▶ _Jobs_
1) In the Graduate Business Forum text, rewrite the passage from "The Graduate Business" to "throughout the year.", changing "regional meetings" to "regional summits".
2) Continue the Graduate Business Forum text from its last sentence.

▶ _Text segment_
* * * * * * * * *

Graduate Business Forum
- Formation: 1983; 43 years ago
- Type: Non-profit organization
- Legal status: Foundation
- Headquarters: Fairfield, Connecticut, United States
- Region served: Worldwide
- Founder: Jim Deveau
- CEO: Siobhan Clarke
- Website: graduatebusinessforum.com

= Graduate Business Forum =

American economics foundation

The Graduate Business Forum (GBF) is a United States based non-profit foundation, best known for its annual global Graduate Business Conference. The conference brings together top business leaders, political leaders, governments and selected students from the top 55 Master of Business Administration (MBA) Business Schools in the world to exchange the ideas and to discuss the "Most Challenging Issues" facing the world from the perspective of a responsible leadership. The Forum also organizes a series of regional meetings throughout the year.

The Forum is headquartered in Fairfield, Connecticut, United States. It is impartial and not-for-profit and is not tied to any political, partisan or national interest. Its highest governance body is the Board of Directors consisting of business, academic and previous student government leaders from multiple locations worldwide.

* * * * * * * * *

▶ _Supplied information_
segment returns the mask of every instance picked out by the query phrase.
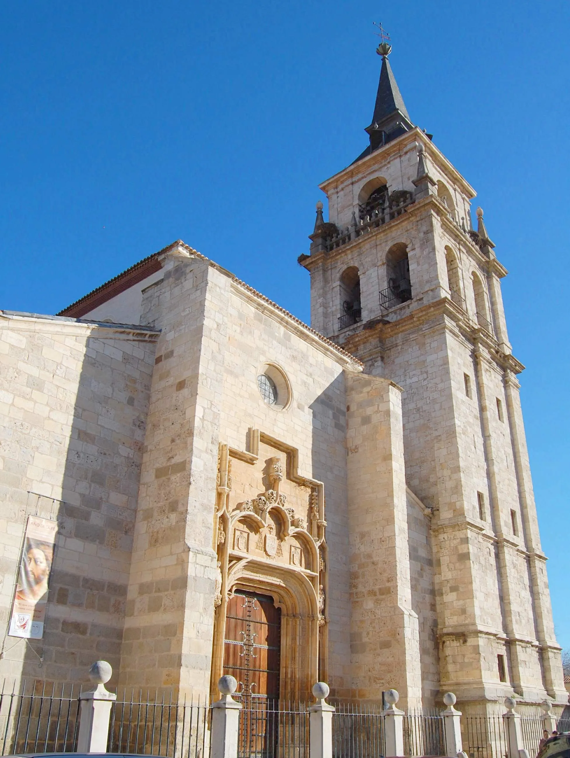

* * * * * * * * *

▶ _Responses to the exercise_
1)
The Graduate Business Forum (GBF) is a United States based non-profit foundation, best known for its annual global Graduate Business Conference. The conference brings together top business leaders, political leaders, governments and selected students from the top 55 Master of Business Administration (MBA) Business Schools in the world to exchange the ideas and to discuss the "Most Challenging Issues" facing the world from the perspective of a responsible leadership. The Forum also organizes a series of regional summits throughout the year.

2)
== History ==
The Graduate Business Forum was founded in 1983 by Jim Deveau, a then MBA student and President of the student government at Columbia Business School. Beyond conferences, the Forum produces articles on ethical and responsible leadership of the MBA community and engages its members in business schools or community initiatives.

== Membership ==
The GBF is a community where leadership is put into action, where best practices are shared, and where globalism is embraced by all its members.

Individual GBF Membership is restricted to elected Student Leaders of the Student Government Bodies of the top 55 MBA Business Schools in the world. Student Leaders are invited upon election to participate in the global activities, events, and network of the Graduate Business Forum.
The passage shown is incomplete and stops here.